### SET EXERCISE
Please repeat all of the entries below word for word, leaving out the pictures.

### Object point labels

>>

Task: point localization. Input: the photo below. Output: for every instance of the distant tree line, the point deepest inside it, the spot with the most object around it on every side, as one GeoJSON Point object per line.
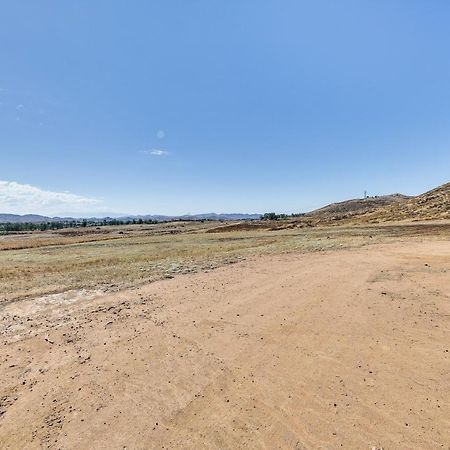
{"type": "Point", "coordinates": [275, 216]}
{"type": "Point", "coordinates": [57, 225]}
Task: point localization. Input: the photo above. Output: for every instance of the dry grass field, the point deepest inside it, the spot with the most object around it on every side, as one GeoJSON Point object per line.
{"type": "Point", "coordinates": [110, 258]}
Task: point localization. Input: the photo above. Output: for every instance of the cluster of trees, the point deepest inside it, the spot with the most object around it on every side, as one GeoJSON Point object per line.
{"type": "Point", "coordinates": [275, 216]}
{"type": "Point", "coordinates": [57, 225]}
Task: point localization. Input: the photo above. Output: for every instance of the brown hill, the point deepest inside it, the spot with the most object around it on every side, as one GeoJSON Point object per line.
{"type": "Point", "coordinates": [349, 208]}
{"type": "Point", "coordinates": [432, 205]}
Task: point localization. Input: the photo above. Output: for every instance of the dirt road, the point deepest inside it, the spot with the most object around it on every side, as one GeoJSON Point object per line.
{"type": "Point", "coordinates": [345, 349]}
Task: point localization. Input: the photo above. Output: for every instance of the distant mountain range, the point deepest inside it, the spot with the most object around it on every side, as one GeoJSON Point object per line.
{"type": "Point", "coordinates": [35, 218]}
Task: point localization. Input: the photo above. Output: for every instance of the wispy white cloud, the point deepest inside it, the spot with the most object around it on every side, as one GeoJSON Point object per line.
{"type": "Point", "coordinates": [155, 152]}
{"type": "Point", "coordinates": [23, 198]}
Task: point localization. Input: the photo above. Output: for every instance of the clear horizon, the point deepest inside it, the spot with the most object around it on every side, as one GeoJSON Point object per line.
{"type": "Point", "coordinates": [239, 107]}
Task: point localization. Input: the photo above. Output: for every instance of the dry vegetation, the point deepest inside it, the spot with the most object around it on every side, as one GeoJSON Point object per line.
{"type": "Point", "coordinates": [38, 264]}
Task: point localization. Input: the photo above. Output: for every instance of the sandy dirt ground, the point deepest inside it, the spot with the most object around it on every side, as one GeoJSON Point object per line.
{"type": "Point", "coordinates": [344, 349]}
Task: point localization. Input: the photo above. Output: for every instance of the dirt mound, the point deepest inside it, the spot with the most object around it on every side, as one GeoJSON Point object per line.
{"type": "Point", "coordinates": [432, 205]}
{"type": "Point", "coordinates": [358, 206]}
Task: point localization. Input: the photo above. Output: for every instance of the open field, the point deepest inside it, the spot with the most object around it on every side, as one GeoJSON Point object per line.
{"type": "Point", "coordinates": [111, 258]}
{"type": "Point", "coordinates": [316, 338]}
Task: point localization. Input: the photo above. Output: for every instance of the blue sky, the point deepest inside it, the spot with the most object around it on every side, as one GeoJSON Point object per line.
{"type": "Point", "coordinates": [194, 106]}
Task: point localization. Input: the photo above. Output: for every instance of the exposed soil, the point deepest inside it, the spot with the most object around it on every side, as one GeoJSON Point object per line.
{"type": "Point", "coordinates": [344, 349]}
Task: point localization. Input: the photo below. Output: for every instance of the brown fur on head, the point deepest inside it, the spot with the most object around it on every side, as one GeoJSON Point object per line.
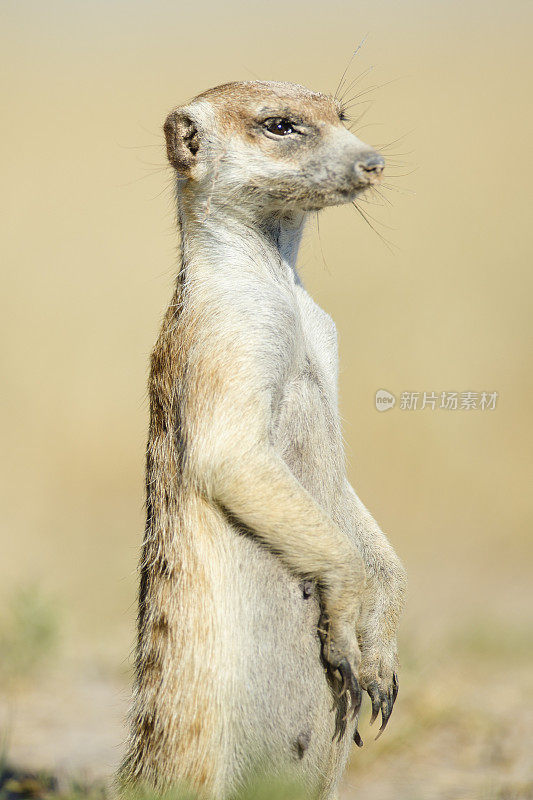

<<

### EXPECTED OUTPUT
Task: point localization. Input: the photo below. Output: for every instance of the distant tree line, the point deepest inside it, the spot with the most object around it on every side, as one GeoJSON Point object per line.
{"type": "Point", "coordinates": [275, 216]}
{"type": "Point", "coordinates": [57, 225]}
Task: point localization. Input: the photo above. Output: for every instance of the dry grass field, the point deepest inside it, the spot with the most object around it on every side, as one GeoJSON Point object per line.
{"type": "Point", "coordinates": [110, 258]}
Task: point localization. Input: the photo above. Output: for every instance of the cluster of trees, the point deepest inside it, the spot with the most object around it on every side, as one GeoJSON Point object per line.
{"type": "Point", "coordinates": [275, 216]}
{"type": "Point", "coordinates": [57, 225]}
Task: point localization. Input: the photo above. Output: for every instance of the brown hill, the point deepest inside it, the spot with the most object around it on every side, as one GeoJSON Point object per line.
{"type": "Point", "coordinates": [349, 208]}
{"type": "Point", "coordinates": [432, 205]}
Task: point localization. Input: the photo above. Output: for every instance of the dirt road, the point deepest inside it, the spot with the most object around it on every side, as one GeoJSON Point object per line.
{"type": "Point", "coordinates": [345, 349]}
Task: point localization. Input: the photo above. Output: for every instance of the distant mountain range, the point deepest inside it, the spot with the most object around it on every side, as one GeoJSON Point object per line.
{"type": "Point", "coordinates": [35, 218]}
Task: point localization. Input: the photo above. Output: for every instance of the wispy white cloud, the point deepest inside it, the spot with the most object around it on every side, as one GeoJSON Point object per line.
{"type": "Point", "coordinates": [155, 152]}
{"type": "Point", "coordinates": [23, 198]}
Task: point localization. Input: the photo above. Output: for every instance of the clear horizon, the point deepest inside it, the spot with the most object around it on every side, as one GeoJSON Point object per line.
{"type": "Point", "coordinates": [239, 107]}
Task: point localization. Input: the photo above. Output: for every instance of the dry vegetation, the point deepest inside it, the spot with the most object around it on every side, as one GeoJSON Point object per line.
{"type": "Point", "coordinates": [38, 264]}
Task: point localization. Input: the photo above. Output: for every instance of the sandy dirt ground, the point deepest inside it, the spot with the most object around it on every side, as one GeoJSON Point object per line.
{"type": "Point", "coordinates": [344, 349]}
Task: point localization. Input: the photo above. Output: for every instance of the dirt mound, the point deepest inside it, the spot with the most object around it on every side, as one GeoJSON Point object per line.
{"type": "Point", "coordinates": [432, 205]}
{"type": "Point", "coordinates": [358, 206]}
Task: point localization. Input: the photo above. Output: for every instance of the open field, the point deepest inside it, the spot with the most object around it on every side, as one GeoJSON Point object per line.
{"type": "Point", "coordinates": [111, 258]}
{"type": "Point", "coordinates": [316, 338]}
Task: point localization. Input: the photo above. Output: for every instance of the blue sky, the point deepest inside it, the spot with the most object around it on every side, as one GeoJSON Point object per line.
{"type": "Point", "coordinates": [194, 106]}
Task: point localization. Input: the photo above. Output: for every instance of the exposed soil, the point deepest inside it, the spot with the most object around it on every side, as one GeoJSON Point object per line.
{"type": "Point", "coordinates": [344, 349]}
Task: point localization. Input: the photo below. Output: for every instance of the brown fur on head, the point deepest inside it, the spot with the most object around it on every side, as one GeoJSON Point object per line.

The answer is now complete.